> Stated task
According to the weight-loss post, what weight does Mary aim to reach, and by what date?

> Excerpted text
Here I am: six months shy of the big 5-0. Overall, I’m a happy camper.  My name is Mary.  I’m single, I have a great job and I have many wonderful people in my life. I also love where I live, in the Park Slope section of Brooklyn, which, IMHO, is one of the coolest neighborhoods in New York City.

But … I’m 5’9″ and carrying 185 pounds.

Not where I want to be, weight-wise.

Weight has not been an issue for me most of my life.  But it has been a challenge on and off since my mid-30s. I’ve lost weight a number of times, only to regain it in times of stress and depression. And every time it’s harder to lose.

When I moved to Brooklyn from Washington, DC, a little over three years ago, I was under 150. The transition was not an easy one for me.  I sunk into an emotional black hole.  It’s remarkable how quickly I packed on the LBs after I stopped working out and started overindulging in wine, cheese, ice cream, eating out, etc.  Things only got worse after I developed a persistent and painful case of plantars fasciitis, which made it difficult for me to even walk a few blocks.

Several times during the past few years I’ve vowed to take off the weight again. But I just wasn’t serious. Instead, I put on more weight!

Things are different now. I’m better — emotionally and physically — and I’m taking a stand.  I hereby declare:  By June 20, 2011, approximately six months from now, I will lose 30 pounds.  I will reach 155.

> Records supplied
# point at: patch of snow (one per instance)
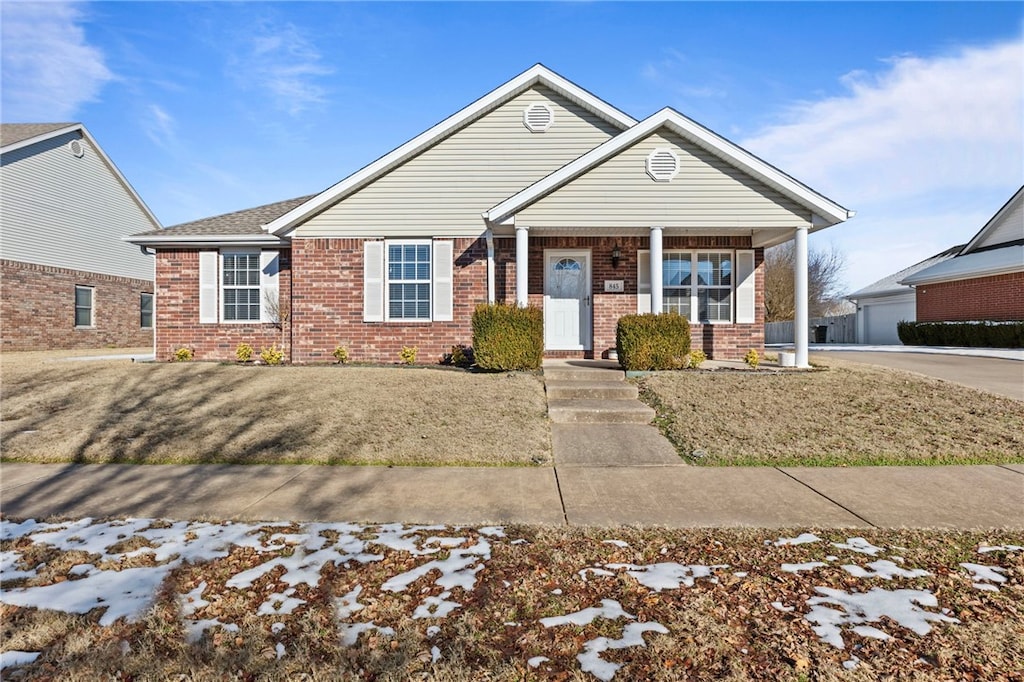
(884, 569)
(984, 576)
(859, 545)
(195, 629)
(902, 606)
(193, 601)
(797, 567)
(668, 576)
(492, 531)
(802, 539)
(279, 603)
(435, 607)
(350, 632)
(609, 609)
(591, 662)
(12, 657)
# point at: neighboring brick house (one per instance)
(985, 280)
(69, 280)
(540, 194)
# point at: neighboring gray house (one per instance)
(885, 303)
(69, 279)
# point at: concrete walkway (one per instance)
(977, 497)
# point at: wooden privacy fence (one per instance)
(838, 329)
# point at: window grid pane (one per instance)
(409, 282)
(83, 306)
(242, 292)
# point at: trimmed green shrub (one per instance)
(968, 334)
(653, 342)
(507, 337)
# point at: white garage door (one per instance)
(881, 320)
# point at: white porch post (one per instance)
(800, 322)
(655, 270)
(521, 272)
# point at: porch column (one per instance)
(800, 295)
(521, 272)
(655, 270)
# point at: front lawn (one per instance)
(846, 414)
(143, 599)
(192, 413)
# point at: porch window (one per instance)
(145, 310)
(241, 291)
(409, 281)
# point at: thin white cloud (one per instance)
(920, 126)
(281, 60)
(925, 150)
(49, 70)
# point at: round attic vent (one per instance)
(663, 164)
(538, 117)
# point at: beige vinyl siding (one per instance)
(1010, 228)
(443, 190)
(64, 211)
(707, 194)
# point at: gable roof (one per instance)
(18, 135)
(244, 225)
(892, 284)
(995, 222)
(827, 210)
(537, 75)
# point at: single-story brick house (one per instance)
(984, 281)
(539, 194)
(70, 280)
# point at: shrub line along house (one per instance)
(538, 194)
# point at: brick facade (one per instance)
(324, 279)
(37, 309)
(995, 298)
(177, 312)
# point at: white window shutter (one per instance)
(442, 265)
(269, 265)
(209, 263)
(745, 298)
(643, 282)
(373, 282)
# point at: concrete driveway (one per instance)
(1004, 377)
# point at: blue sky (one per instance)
(911, 114)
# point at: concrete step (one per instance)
(590, 389)
(562, 373)
(599, 412)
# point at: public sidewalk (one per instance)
(970, 497)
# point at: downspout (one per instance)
(489, 237)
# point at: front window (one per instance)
(83, 306)
(714, 287)
(409, 281)
(241, 287)
(145, 310)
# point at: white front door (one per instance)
(566, 300)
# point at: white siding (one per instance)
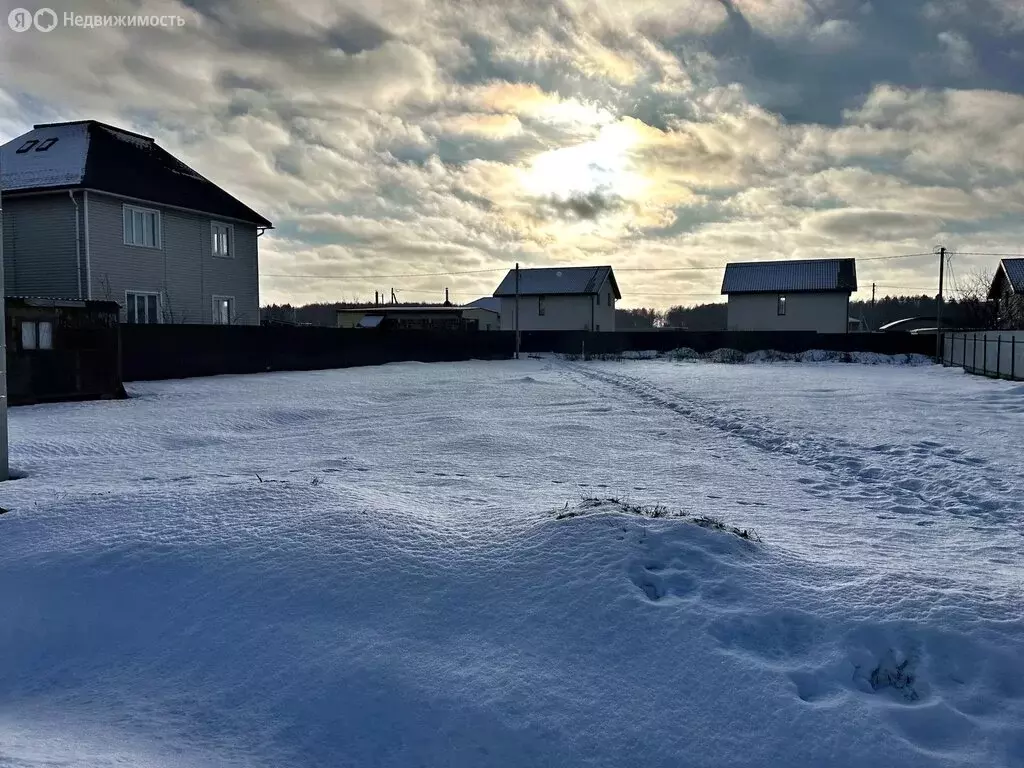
(183, 269)
(561, 313)
(577, 312)
(39, 249)
(824, 312)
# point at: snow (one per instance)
(62, 164)
(394, 589)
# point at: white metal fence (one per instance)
(996, 353)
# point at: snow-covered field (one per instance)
(364, 567)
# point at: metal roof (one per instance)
(558, 281)
(791, 276)
(1015, 273)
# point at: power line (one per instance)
(715, 267)
(1000, 255)
(383, 276)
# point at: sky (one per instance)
(453, 139)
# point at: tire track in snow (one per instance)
(922, 478)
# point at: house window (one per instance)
(141, 308)
(223, 310)
(141, 226)
(44, 334)
(221, 236)
(29, 336)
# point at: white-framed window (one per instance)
(141, 226)
(44, 334)
(222, 240)
(141, 307)
(223, 310)
(29, 340)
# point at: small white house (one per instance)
(808, 295)
(570, 298)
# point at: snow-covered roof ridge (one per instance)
(554, 281)
(792, 276)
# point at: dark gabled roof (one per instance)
(558, 281)
(1011, 270)
(818, 275)
(90, 155)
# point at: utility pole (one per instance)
(517, 310)
(4, 466)
(938, 306)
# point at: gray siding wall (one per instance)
(39, 256)
(183, 270)
(824, 312)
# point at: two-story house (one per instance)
(91, 211)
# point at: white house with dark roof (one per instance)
(570, 298)
(1008, 293)
(91, 211)
(807, 295)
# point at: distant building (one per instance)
(420, 317)
(572, 298)
(1008, 294)
(810, 295)
(94, 212)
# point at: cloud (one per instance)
(395, 136)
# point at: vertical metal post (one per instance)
(938, 304)
(4, 466)
(517, 338)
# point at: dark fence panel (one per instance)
(179, 351)
(707, 341)
(166, 351)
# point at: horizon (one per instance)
(441, 144)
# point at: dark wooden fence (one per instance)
(81, 360)
(707, 341)
(180, 351)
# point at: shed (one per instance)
(61, 349)
(796, 295)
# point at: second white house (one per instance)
(572, 298)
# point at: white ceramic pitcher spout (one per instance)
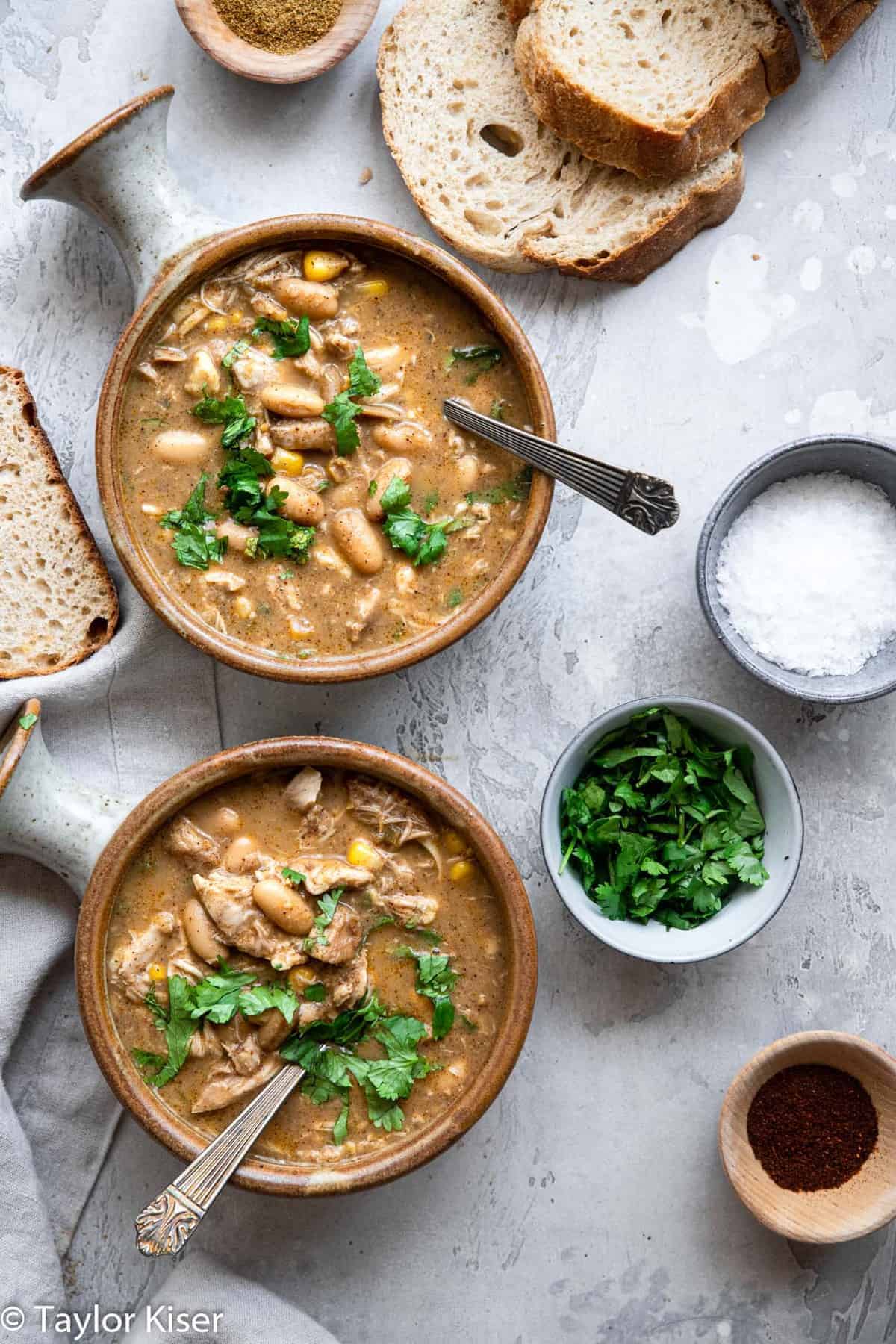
(119, 172)
(46, 815)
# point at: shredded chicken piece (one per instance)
(326, 871)
(340, 940)
(205, 1043)
(227, 898)
(240, 1046)
(406, 906)
(347, 984)
(390, 813)
(302, 791)
(129, 962)
(223, 1085)
(188, 841)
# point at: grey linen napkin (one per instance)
(129, 717)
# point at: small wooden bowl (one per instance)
(206, 27)
(821, 1216)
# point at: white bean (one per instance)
(180, 447)
(203, 376)
(237, 853)
(358, 541)
(200, 932)
(287, 399)
(309, 297)
(301, 504)
(386, 473)
(235, 532)
(402, 437)
(284, 906)
(467, 470)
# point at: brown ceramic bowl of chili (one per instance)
(113, 907)
(815, 1112)
(119, 171)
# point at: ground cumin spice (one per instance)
(280, 26)
(812, 1127)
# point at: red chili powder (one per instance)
(812, 1127)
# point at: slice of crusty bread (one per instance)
(501, 187)
(829, 23)
(655, 87)
(57, 601)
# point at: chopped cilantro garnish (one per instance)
(406, 530)
(193, 542)
(662, 823)
(231, 413)
(480, 358)
(235, 351)
(435, 980)
(343, 410)
(292, 337)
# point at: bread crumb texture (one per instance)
(497, 183)
(57, 601)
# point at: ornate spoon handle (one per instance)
(645, 502)
(166, 1226)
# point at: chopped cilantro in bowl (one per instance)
(672, 830)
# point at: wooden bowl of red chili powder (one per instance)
(808, 1136)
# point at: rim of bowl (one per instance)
(181, 277)
(208, 31)
(732, 1109)
(261, 1174)
(597, 729)
(754, 663)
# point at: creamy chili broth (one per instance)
(351, 586)
(211, 886)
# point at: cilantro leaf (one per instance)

> Output for this exercise
155 pounds by June 20, 2011.